* start EXTRACTED ENTRIES *
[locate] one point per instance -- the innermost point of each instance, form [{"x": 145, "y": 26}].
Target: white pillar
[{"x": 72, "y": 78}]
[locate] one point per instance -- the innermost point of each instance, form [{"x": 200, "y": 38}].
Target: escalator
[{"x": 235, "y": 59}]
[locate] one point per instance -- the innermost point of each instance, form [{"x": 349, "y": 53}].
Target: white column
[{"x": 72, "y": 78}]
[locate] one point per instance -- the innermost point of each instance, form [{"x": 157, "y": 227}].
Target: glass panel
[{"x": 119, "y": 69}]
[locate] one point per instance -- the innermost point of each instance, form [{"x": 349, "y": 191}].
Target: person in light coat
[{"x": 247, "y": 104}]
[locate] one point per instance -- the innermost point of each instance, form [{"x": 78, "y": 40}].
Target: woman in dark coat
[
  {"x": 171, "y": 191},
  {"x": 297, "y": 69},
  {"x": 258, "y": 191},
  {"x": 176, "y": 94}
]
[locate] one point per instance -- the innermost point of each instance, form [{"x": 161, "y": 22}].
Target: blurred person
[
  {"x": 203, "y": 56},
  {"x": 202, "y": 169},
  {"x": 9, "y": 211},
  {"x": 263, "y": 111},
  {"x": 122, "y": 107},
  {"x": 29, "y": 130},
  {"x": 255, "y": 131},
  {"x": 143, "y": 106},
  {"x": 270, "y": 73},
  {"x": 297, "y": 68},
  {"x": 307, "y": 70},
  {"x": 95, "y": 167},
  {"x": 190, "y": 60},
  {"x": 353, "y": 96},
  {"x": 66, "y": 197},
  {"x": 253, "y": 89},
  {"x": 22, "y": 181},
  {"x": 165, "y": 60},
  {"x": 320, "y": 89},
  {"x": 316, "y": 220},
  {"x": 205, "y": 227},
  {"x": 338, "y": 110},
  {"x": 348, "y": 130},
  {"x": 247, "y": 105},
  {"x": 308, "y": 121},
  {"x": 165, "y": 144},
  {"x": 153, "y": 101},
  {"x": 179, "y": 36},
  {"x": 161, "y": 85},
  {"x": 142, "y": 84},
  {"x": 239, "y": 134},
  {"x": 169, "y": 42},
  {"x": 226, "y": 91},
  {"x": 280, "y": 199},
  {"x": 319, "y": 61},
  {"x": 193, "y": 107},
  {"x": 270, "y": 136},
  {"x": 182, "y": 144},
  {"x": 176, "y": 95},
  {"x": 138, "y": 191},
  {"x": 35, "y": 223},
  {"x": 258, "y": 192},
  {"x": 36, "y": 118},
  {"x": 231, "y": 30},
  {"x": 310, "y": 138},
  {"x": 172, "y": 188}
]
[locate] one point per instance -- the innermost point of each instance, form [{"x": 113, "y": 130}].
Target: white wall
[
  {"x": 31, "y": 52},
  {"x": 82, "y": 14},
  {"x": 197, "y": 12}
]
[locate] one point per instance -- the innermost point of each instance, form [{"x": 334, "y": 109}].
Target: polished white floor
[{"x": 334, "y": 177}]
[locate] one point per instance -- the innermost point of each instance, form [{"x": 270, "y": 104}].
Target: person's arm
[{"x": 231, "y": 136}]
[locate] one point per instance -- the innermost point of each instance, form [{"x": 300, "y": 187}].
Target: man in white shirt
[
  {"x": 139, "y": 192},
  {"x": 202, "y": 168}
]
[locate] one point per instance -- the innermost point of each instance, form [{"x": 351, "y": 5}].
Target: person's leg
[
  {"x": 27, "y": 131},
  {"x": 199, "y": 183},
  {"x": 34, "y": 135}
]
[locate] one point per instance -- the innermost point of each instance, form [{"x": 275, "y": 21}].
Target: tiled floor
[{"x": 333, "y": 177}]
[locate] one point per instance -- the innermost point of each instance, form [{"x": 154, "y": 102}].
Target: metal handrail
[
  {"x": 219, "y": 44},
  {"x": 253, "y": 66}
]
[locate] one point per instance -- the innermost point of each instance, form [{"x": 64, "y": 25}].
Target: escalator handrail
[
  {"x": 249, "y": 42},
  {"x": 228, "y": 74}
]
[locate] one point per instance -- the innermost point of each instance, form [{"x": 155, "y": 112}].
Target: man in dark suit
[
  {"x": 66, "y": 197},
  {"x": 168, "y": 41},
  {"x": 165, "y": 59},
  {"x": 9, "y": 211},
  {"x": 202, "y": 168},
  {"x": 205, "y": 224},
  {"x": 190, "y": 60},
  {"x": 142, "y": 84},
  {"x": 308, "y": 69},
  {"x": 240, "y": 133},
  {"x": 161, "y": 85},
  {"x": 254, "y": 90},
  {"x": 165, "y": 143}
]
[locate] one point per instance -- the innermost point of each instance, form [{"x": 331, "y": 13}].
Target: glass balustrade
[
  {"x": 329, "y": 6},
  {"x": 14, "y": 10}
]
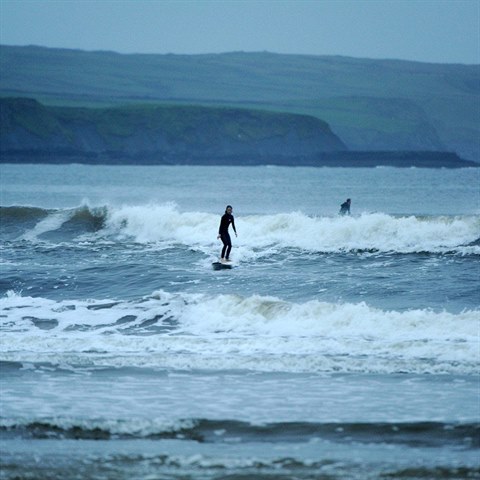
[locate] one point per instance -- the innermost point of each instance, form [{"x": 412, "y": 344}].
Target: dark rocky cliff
* end EXTRACTED ENTRIES *
Each entry gets copied exactly; the pictures stay out.

[locate] one point per instance -- the innermost point of each instance, form [{"x": 145, "y": 26}].
Target: white pillar
[{"x": 72, "y": 78}]
[locate] one point per instance -- the innermost point of each instance, form [{"x": 200, "y": 38}].
Target: escalator
[{"x": 235, "y": 59}]
[locate] one point per instance -- the innermost point of each instance, form [{"x": 349, "y": 53}].
Target: white column
[{"x": 72, "y": 78}]
[locate] one point per instance -- the innermost point of each instance, form [{"x": 157, "y": 227}].
Target: glass panel
[{"x": 119, "y": 69}]
[locate] one point per instance -- the innermost point of each instance, form [{"x": 349, "y": 191}].
Target: person in light coat
[{"x": 247, "y": 104}]
[locate] one point per instance -- the innermost point of each instance, form [{"x": 78, "y": 40}].
Target: woman in dark coat
[
  {"x": 171, "y": 191},
  {"x": 297, "y": 69},
  {"x": 258, "y": 191},
  {"x": 176, "y": 94}
]
[locate] one point per instance -- the innermost point of each instance, form [{"x": 161, "y": 22}].
Target: blurred person
[
  {"x": 203, "y": 56},
  {"x": 202, "y": 169},
  {"x": 9, "y": 211},
  {"x": 263, "y": 111},
  {"x": 122, "y": 107},
  {"x": 29, "y": 130},
  {"x": 255, "y": 131},
  {"x": 143, "y": 106},
  {"x": 270, "y": 73},
  {"x": 297, "y": 68},
  {"x": 307, "y": 70},
  {"x": 95, "y": 167},
  {"x": 190, "y": 60},
  {"x": 353, "y": 96},
  {"x": 66, "y": 197},
  {"x": 253, "y": 89},
  {"x": 22, "y": 181},
  {"x": 165, "y": 60},
  {"x": 320, "y": 89},
  {"x": 316, "y": 220},
  {"x": 205, "y": 227},
  {"x": 338, "y": 110},
  {"x": 348, "y": 130},
  {"x": 247, "y": 105},
  {"x": 308, "y": 121},
  {"x": 165, "y": 144},
  {"x": 153, "y": 101},
  {"x": 179, "y": 36},
  {"x": 161, "y": 85},
  {"x": 142, "y": 84},
  {"x": 239, "y": 134},
  {"x": 169, "y": 42},
  {"x": 226, "y": 91},
  {"x": 280, "y": 199},
  {"x": 319, "y": 61},
  {"x": 193, "y": 107},
  {"x": 270, "y": 136},
  {"x": 182, "y": 144},
  {"x": 176, "y": 95},
  {"x": 138, "y": 191},
  {"x": 35, "y": 223},
  {"x": 258, "y": 192},
  {"x": 36, "y": 118},
  {"x": 231, "y": 30},
  {"x": 310, "y": 138},
  {"x": 172, "y": 188}
]
[locate] one point per instance -- the innermost point of each instance, form [{"x": 113, "y": 130}].
Target: white wall
[
  {"x": 31, "y": 52},
  {"x": 82, "y": 14},
  {"x": 197, "y": 12}
]
[locate] one point per instance -- the innermost point of each instance, form [{"x": 334, "y": 109}].
Target: polished white floor
[{"x": 334, "y": 177}]
[locate] one point per instance -- the innermost point of each instance, form [{"x": 270, "y": 104}].
Target: person's arm
[{"x": 231, "y": 136}]
[locate] one point per instance -- the innermost point of each instance, form [{"x": 300, "y": 187}].
Target: man in white shirt
[
  {"x": 139, "y": 192},
  {"x": 202, "y": 168}
]
[locate] one point per instance -- the innermost point of each instance, form [{"x": 351, "y": 5}].
Target: person's leg
[
  {"x": 27, "y": 131},
  {"x": 199, "y": 183},
  {"x": 34, "y": 135}
]
[locate] one point per instance -- the innermost point of each instance, form [{"x": 275, "y": 21}].
Target: tiled floor
[{"x": 333, "y": 177}]
[locate] one point per instance -- the innermost point of each instance, form [{"x": 154, "y": 102}].
Target: metal handrail
[
  {"x": 219, "y": 44},
  {"x": 253, "y": 66}
]
[locate] one point per instance -- the innermost point of each instance, form [{"x": 64, "y": 25}].
Target: escalator handrail
[
  {"x": 249, "y": 42},
  {"x": 228, "y": 74}
]
[locate] one point per instance -- the innermost point of each instance, form [{"x": 155, "y": 112}].
Target: man in dark suit
[
  {"x": 66, "y": 197},
  {"x": 168, "y": 41},
  {"x": 165, "y": 59},
  {"x": 9, "y": 211},
  {"x": 202, "y": 168},
  {"x": 205, "y": 224},
  {"x": 190, "y": 60},
  {"x": 142, "y": 84},
  {"x": 308, "y": 69},
  {"x": 240, "y": 133},
  {"x": 161, "y": 85},
  {"x": 254, "y": 90},
  {"x": 165, "y": 143}
]
[locate] one point per instance -- the innermost point of each instance, form [{"x": 331, "y": 13}].
Target: glass balustrade
[
  {"x": 329, "y": 6},
  {"x": 14, "y": 10}
]
[locate] one point per instance -- the innermost point of each instance, form [{"x": 412, "y": 344}].
Target: dark rocky cliff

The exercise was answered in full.